• _Work instruction_: Please return all records verbatim, no pictures.

____ Material provided

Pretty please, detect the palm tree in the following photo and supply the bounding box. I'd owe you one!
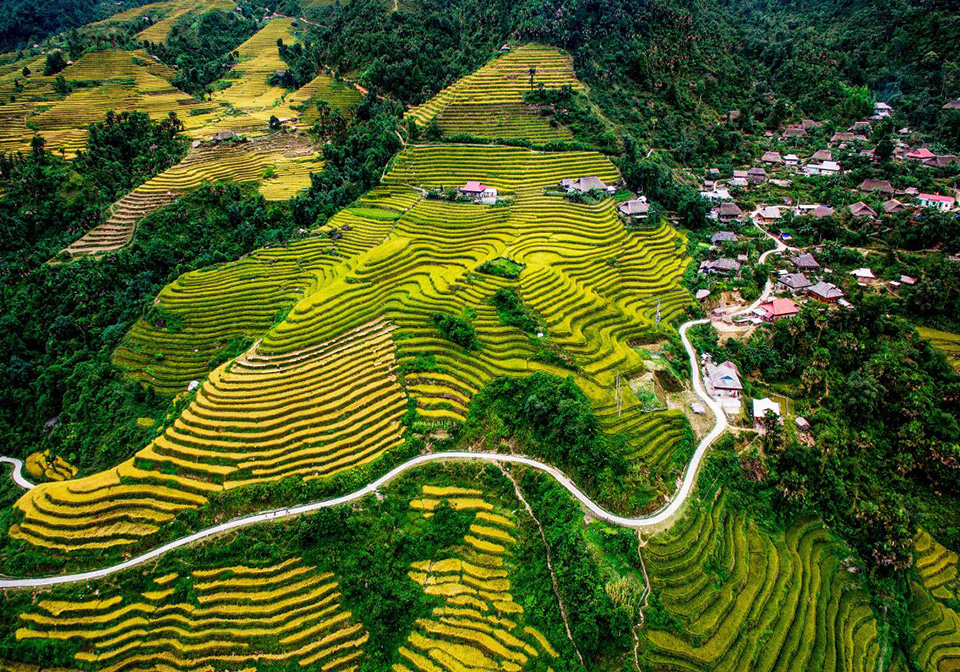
[528,65,537,89]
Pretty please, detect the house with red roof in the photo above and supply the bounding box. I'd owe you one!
[757,298,800,322]
[459,181,498,204]
[917,193,956,211]
[905,147,937,161]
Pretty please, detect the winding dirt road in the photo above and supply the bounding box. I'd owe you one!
[0,225,793,589]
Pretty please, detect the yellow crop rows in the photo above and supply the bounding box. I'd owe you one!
[0,49,218,157]
[408,45,582,142]
[7,142,692,555]
[60,133,322,258]
[639,498,883,671]
[11,318,406,550]
[24,450,78,481]
[16,558,367,671]
[917,326,960,371]
[396,485,560,672]
[203,19,300,134]
[909,530,960,669]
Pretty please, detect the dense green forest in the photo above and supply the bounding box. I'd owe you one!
[0,0,150,51]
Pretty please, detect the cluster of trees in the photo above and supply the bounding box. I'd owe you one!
[144,9,258,96]
[432,312,478,351]
[290,94,403,227]
[75,110,187,201]
[698,301,960,574]
[463,373,628,497]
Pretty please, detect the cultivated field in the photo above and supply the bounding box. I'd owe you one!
[918,326,960,371]
[640,498,884,671]
[398,484,560,671]
[0,49,218,157]
[15,558,368,670]
[11,143,692,554]
[910,530,960,669]
[407,44,582,143]
[60,133,322,257]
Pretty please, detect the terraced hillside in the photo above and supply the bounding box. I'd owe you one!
[397,484,561,671]
[60,133,322,258]
[12,318,406,551]
[407,45,582,143]
[205,19,300,134]
[15,558,368,670]
[0,474,568,671]
[639,498,883,671]
[10,143,690,556]
[918,326,960,371]
[909,530,960,669]
[0,49,218,156]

________

• _Output for this task_:
Pretty please, detect the palm tree in the following photo and supply the bounding box. I'd owe you one!
[528,65,537,89]
Pretty please, detect the house with red roof in the photo above and supply the bounding box. I'd owe you one!
[757,298,800,322]
[459,181,498,204]
[917,193,956,211]
[905,147,937,161]
Pretty please, detect the winding dirt road in the photo above and supply the bounding box. I'd owe you one!
[0,225,793,589]
Pretty please, detect the yellow crop rows in the photo above and supply the bounding box. I'd owe you one!
[0,49,218,157]
[408,45,582,142]
[7,142,692,555]
[60,133,322,258]
[639,498,883,671]
[11,318,406,550]
[24,450,78,481]
[16,558,367,671]
[917,326,960,371]
[396,485,560,672]
[203,19,300,134]
[909,530,960,669]
Pretty please, detect the dense green forest in the photo above and supply the bounding box. I'd owe you one!
[0,0,150,51]
Pretty please, detect the cluster of trees in the photo above and supply the bounding box. I'd owe you one!
[144,9,258,96]
[432,312,478,351]
[290,94,403,227]
[75,110,187,201]
[698,301,960,574]
[463,373,628,497]
Pretty please, detect the cultivated field in the photo above and supply the bounding box. I'd owe you one!
[918,326,960,371]
[640,498,884,671]
[398,484,560,671]
[0,49,218,157]
[15,558,368,670]
[11,143,692,554]
[910,530,960,669]
[407,44,582,143]
[60,133,322,257]
Pretty please, detect the terraced hillside in the photo above and supply the bounding box. I'd owe you one!
[397,484,561,671]
[60,133,322,258]
[12,318,406,551]
[407,45,582,143]
[205,19,300,134]
[15,558,368,670]
[0,474,568,671]
[639,498,883,671]
[10,143,690,556]
[918,326,960,371]
[909,530,960,669]
[0,49,218,156]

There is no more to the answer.